Work instruction A: In the passage on injury settlements, how much is the standard low-ball offer for "pain and suffering" for soft tissue injuries?
Work instruction B: Copy the passage on injury settlements verbatim, between "It is a concern" and "than a year.", inclusive.

Exercise text:
···

It is a concern about how to afford the ongoing expense of medical care that brings most injured victims to me. They are continuing to fork out several hundred dollars per month for therapies and there is no end in sight.
The insurance company often funds some, but not all therapy early on after a crash. They will regularly refuse to consider a settlement that includes funding for therapy indefinitely into the future.
The standard low-ball offer of $6,500.00 compensation for “pain and suffering” for soft tissue injuries, which is often 10 cents on the dollar when compared to “fair”, is supposed to compensate for a reduced quality of life, not to go to paying for medical treatment. Even if that money is used to pay for ongoing care, it will run out in less than a year.
I am consulted out of financial desperation. These people regularly tell me that they would have accepted the low-ball pain and suffering offers if only the insurance company had been fair about covering their medical care needs.

···

Supplied material:
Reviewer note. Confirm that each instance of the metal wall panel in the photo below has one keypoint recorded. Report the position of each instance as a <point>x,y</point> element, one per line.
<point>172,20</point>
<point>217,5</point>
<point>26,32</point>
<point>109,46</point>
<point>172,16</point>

···

Response area A: $6,500.00

Response area B:
It is a concern about how to afford the ongoing expense of medical care that brings most injured victims to me. They are continuing to fork out several hundred dollars per month for therapies and there is no end in sight.
The insurance company often funds some, but not all therapy early on after a crash. They will regularly refuse to consider a settlement that includes funding for therapy indefinitely into the future.
The standard low-ball offer of $6,500.00 compensation for “pain and suffering” for soft tissue injuries, which is often 10 cents on the dollar when compared to “fair”, is supposed to compensate for a reduced quality of life, not to go to paying for medical treatment. Even if that money is used to pay for ongoing care, it will run out in less than a year.